Segment Start: DATA PROVIDED

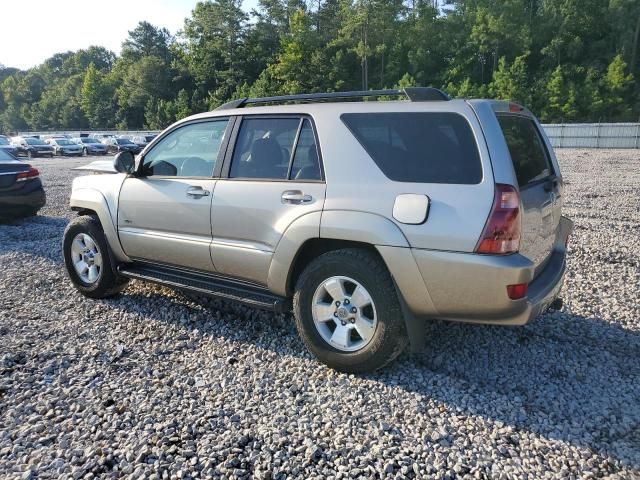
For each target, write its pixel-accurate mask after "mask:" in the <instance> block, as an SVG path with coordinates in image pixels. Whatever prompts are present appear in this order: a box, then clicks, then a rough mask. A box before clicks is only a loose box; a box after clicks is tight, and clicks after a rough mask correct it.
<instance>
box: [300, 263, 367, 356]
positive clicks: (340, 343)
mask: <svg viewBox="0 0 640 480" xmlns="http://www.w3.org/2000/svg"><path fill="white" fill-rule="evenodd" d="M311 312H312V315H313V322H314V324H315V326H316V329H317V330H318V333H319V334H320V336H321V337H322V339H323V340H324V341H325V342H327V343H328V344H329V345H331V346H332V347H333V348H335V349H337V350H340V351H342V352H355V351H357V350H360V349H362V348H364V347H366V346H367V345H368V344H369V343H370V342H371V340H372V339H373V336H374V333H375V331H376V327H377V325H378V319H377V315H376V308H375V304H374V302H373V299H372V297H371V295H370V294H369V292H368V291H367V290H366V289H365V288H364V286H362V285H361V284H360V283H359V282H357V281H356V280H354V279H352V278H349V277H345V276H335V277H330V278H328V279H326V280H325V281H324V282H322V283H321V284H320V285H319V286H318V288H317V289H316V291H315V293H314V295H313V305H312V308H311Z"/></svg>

Segment End: DATA PROVIDED
Segment Start: DATA PROVIDED

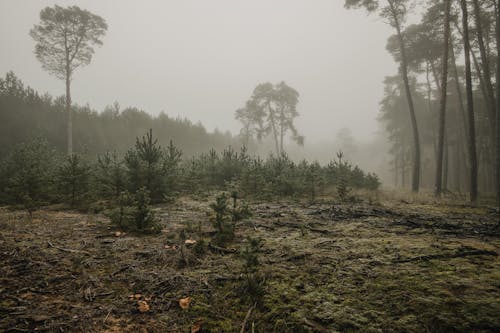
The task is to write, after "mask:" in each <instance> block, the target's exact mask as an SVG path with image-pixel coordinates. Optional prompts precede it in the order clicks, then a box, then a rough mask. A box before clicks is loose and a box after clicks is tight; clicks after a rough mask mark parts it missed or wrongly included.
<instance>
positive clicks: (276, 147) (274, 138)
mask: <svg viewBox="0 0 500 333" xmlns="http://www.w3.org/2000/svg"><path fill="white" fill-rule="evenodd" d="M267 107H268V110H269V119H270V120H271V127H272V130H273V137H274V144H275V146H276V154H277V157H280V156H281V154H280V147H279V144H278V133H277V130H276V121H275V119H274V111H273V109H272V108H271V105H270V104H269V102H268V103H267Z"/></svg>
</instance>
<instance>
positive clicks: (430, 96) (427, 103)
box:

Segment End: DATA PROVIDED

▶ [THE TASK]: Copy the lines of data word for word, beginning with the line containing "For each target, write" and ending with the line containing "positive clicks: (340, 343)", both lines included.

▶ [SOLUTION TO THIS PROBLEM]:
For each target, write its pixel-accurate mask after "mask:" in the <instance> block, as an SVG path with coordinates in image pixels. Whatever prompts are present appear in this order: a box, then clicks, then a rough mask. A box before clicks is only a loose box; a box after clicks is tight, and clicks after a rough mask correct it.
<instance>
box: [300, 263, 367, 356]
positive clicks: (340, 343)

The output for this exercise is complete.